Przepisz dokładnie fragment tekstu o wycieczce na Warmię, zaczynając od słów „Gmina Gietrzwałd należy” i kończąc na słowach „zabawa z Warmią.” włącznie.

# [Wyodrębniony tekst]
=-=-=-=-=

2024-05-18. Heilsberger Dreieck
2024-01-01. Nowy Rok 2024
2023-12-24. Zdrowych i spokojnych Świąt
2023-11-18. Przez Warmię i Prusy Górne
2023-07-29. Do „Wrót Warmii”
Plan był taki, że projekt warmia.pl miał być gotowy i upubliczniony wraz z pierwszą tegoroczną wycieczką na Warmię. Aż 24 warmińskie gminy i duże zagęszczenie obrębów ewidencyjnych w tych gminach spowodowały, że na dzień 03.05.2023 r. projekt był gotowy w ok. 80%. Prace jednak idą i dalej będą szły do przodu z nadzieją taką, że strona za kilka tygodni będzie już gotowa. Na pierwszą w 2023 r. wycieczkę na Warmię została wybrana gmina Gietrzwałd. Celem tej wycieczki były cztery miejscowości: mazurskie Tomaryny i Łęguty oraz warmińskie Gietrzwałd i Sząbruk.
Gmina Gietrzwałd należy do tych, które położone są najbliżej Malborka, po stronie zachodniej Olsztyna, a bezpośrednie połączenie pociągiem z Malborka na Warmię wydaje się, że mamy tylko do Olsztyna. Z tego powodu, że jest to mój pierwszy taki manewr, musiałem być ostrożny i pierwsza tego typu wycieczka była w pewnym sensie testem mającym dać odpowiedź, czy ma sens ta cała zabawa z Warmią.
Pierwsze plany wskazywały na dojazd do Olsztyna i powrót do Malborka również z Olsztyna, ale ostatecznie postanowiłem wysiąść wcześniej, jeszcze na Mazurach, na stacji Biesal. Mamy tu cały kompleks dworcowy wpisany do rejestru zabytków. Główny budynek, choć straszy zaniedbaniem, to rzeczywiście posiada elementy architektoniczne godne uwagi. Kompleks został wzniesiony w latach 1871-1873 w związku z oddaniem odcinka trasy kolejowej Ostróda-Olsztyn.

=-=-=-=-=

Wiersze zbioru danych do wskazywania obiektów:
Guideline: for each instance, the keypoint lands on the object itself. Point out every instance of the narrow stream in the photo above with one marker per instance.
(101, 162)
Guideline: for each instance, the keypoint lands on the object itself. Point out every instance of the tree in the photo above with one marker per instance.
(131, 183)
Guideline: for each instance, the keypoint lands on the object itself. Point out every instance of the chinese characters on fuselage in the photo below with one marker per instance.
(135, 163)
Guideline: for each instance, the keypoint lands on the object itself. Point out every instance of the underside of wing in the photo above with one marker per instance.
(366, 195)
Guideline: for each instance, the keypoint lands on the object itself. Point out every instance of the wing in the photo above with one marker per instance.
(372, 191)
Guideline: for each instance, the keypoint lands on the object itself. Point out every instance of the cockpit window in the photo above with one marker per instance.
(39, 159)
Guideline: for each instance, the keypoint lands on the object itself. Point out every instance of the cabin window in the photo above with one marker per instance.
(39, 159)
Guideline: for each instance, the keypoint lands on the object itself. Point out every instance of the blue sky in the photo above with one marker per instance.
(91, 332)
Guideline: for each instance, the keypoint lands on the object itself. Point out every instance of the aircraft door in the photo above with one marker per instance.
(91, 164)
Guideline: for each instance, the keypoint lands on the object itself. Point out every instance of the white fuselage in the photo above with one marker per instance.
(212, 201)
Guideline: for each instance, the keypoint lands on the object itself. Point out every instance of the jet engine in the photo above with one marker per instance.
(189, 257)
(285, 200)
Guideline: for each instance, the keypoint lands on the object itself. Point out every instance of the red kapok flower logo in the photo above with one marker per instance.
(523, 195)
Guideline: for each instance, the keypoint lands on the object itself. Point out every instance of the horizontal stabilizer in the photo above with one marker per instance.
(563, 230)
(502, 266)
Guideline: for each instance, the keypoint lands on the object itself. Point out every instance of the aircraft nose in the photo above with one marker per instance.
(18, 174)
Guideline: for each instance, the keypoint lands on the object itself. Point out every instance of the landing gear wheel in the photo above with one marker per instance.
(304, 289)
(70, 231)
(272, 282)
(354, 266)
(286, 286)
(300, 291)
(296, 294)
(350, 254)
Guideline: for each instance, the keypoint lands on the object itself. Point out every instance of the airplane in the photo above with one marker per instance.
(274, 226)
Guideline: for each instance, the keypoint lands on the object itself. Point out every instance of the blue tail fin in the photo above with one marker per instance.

=-=-=-=-=

# [Odpowiedź]
Gmina Gietrzwałd należy do tych, które położone są najbliżej Malborka, po stronie zachodniej Olsztyna, a bezpośrednie połączenie pociągiem z Malborka na Warmię wydaje się, że mamy tylko do Olsztyna. Z tego powodu, że jest to mój pierwszy taki manewr, musiałem być ostrożny i pierwsza tego typu wycieczka była w pewnym sensie testem mającym dać odpowiedź, czy ma sens ta cała zabawa z Warmią.